Она не любила, когда ее одобряли, и любила, когда с ней спорили...

Jun 05, 2012 15:48

Оригинал взят у kir_a_m в "Мать Мария - самая национальная, самая утешительная русская святая, не знавшая ни минуты покоя"

По-Быковски резковатый, но очень проникновенный текст о матери Марии.



Мать Мария

Помните, была такая девушка Лиза Пиленко, откуда-то из Анапы, очень странная, всех дичилась, писала довольно плохие, хотя своеобразные стихи и все где-то бродила дни напролет? А помните, была такая Кузьмина-Караваева, в которую, кажется, то ли влюблен был Блок, то ли она влюблена была в Блока, он что-то ей посвятил, то ли «Она пришла с мороза», то ли «Когда вы стоите на моем пути», и тоже писала стихи, что-то обещавшие, не более? А помните, такая Скобцова, которая - страшно сказать - была в Анапе городским головой (или городской головой - не знаю уж как сказать про женщину на таком мужском посту), потом с мужем, каким-то казачьим деятелем, бежала через Сербию в Париж, издала там две брошюры и пропала? Кстати, не слыхал ли кто, что случилось с эмигрантским прозаиком Юрием Даниловым: печатался в «Воле России» и «Современных записках», очень дельные повести о революции и статья «Последние римляне» с удивительно точными и как бы вневременными оценками - что с ним стало? Спился, вероятно, или вернулся и погиб, или оставил литературу, в общем, канул, как все они.

Ну, уж про мать Марию знают все.



А что знают? Что за неделю до освобождения Равенсбрюка красными погибла в газовой камере, перешив номер с робы советской военнопленной и пойдя на смерть ради нее? Кстати, по последним разысканиям, и это скорей всего легенда. Но легенда говорит самую главную правду: о ком попало такой миф не сочинят. Все мы теперь знаем, что Мандельштам погиб в лагерном предбаннике 27 декабря 1938 года, и никто никогда не видел его во время войны в тайге, читающим уголовникам у костра Петрарку в подлиннике. Не было ни таких костров, ни таких уголовников. Но эта легенда - лучший памятник Мандельштаму, и легенда о матери Марии, перешивающей лагерный номер, чтобы умереть вместо тифозной молодой соотечественницы, - самое достоверное, что знаем мы о матери Марии, она же Пиленко, она же Скобцова, она же Кузьмина-Караваева, она же Юрий Данилов, она же - «такая живая, такая красивая, но такая измученная».

...

Упражнения »
A: В каком городе, согласно тексту о матери Марии, Скобцова была городским головой?
B: Воспроизведите из текста о матери Марии без изменений отрывок, начинающийся словами «Jun 05, 2012» и заканчивающийся словами «о матери Марии.» включительно.

Фрагмент данных »
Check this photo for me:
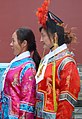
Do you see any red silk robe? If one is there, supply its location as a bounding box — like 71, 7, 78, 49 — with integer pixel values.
36, 44, 80, 119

Ответы к заданиям »
A: В Анапе.

B:
Jun 05, 2012 15:48

Оригинал взят у kir_a_m в "Мать Мария - самая национальная, самая утешительная русская святая, не знавшая ни минуты покоя"

По-Быковски резковатый, но очень проникновенный текст о матери Марии.